━━━━━ PASSAGE FOR REVIEW

Tools and Environment

  • GIT Bash
  • Command Prompt
  • Windows 10

Download Binary Package

Download the latest binary from the following site:

http://hadoop.apache.org/releases.html

In my case, I am saving the file to folder: F:\DataA nalytics

UnZip binary package

Open Git Bash, and change directory (cd) to the folder where you save the binary package and then unzip:

$ cd F:\DataAnalytics
fahao@Raymond-Alienware MINGW64 /f/DataAnalytics
$ tar -xvzf  hadoop-3.0.0.tar.gz

In my case, the Hadoop binary is extracted to: F:\DataAnalytics\hadoop-3.0.0

Setup environment variables

Make sure the following environment variables are set correctly:

  • JAVA_HOME: pointing to your Java JDK installation folder.
  • HADOOP_HOME: pointing to your Hadoop folder in the previous step.

━━━━━━━━━━
━━━━━ RECORDED INFORMATION

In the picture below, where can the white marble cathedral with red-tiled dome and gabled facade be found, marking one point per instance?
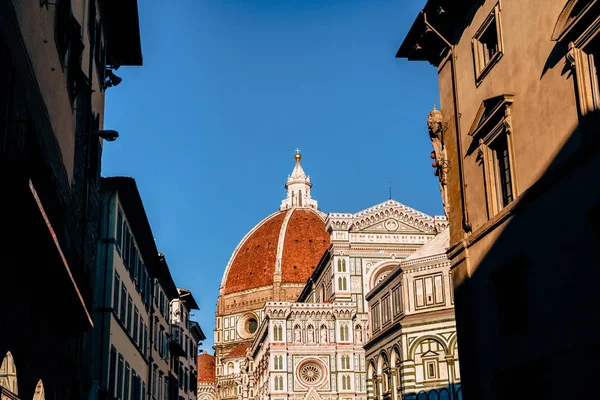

━━━━━━━━━━

**TASKS TO PERFORM:**
1. Summarize the Hadoop setup guide in two sentences.
2. Reproduce the Hadoop setup guide word for word, everything from "Open Git Bash, and" down to "JDK installation folder.".

**TASK-BY-TASK SOLUTIONS:**
1. The guide uses Git Bash, Command Prompt, and Windows 10, and starts by downloading the latest Hadoop binary from the Apache Hadoop releases page. In Git Bash, you change to the download folder and extract the package with tar, then set JAVA_HOME to the Java JDK installation folder and HADOOP_HOME to the extracted Hadoop folder.

2.
Open Git Bash, and change directory (cd) to the folder where you save the binary package and then unzip:

$ cd F:\DataAnalytics
fahao@Raymond-Alienware MINGW64 /f/DataAnalytics
$ tar -xvzf  hadoop-3.0.0.tar.gz

In my case, the Hadoop binary is extracted to: F:\DataAnalytics\hadoop-3.0.0

Setup environment variables

Make sure the following environment variables are set correctly:

  • JAVA_HOME: pointing to your Java JDK installation folder.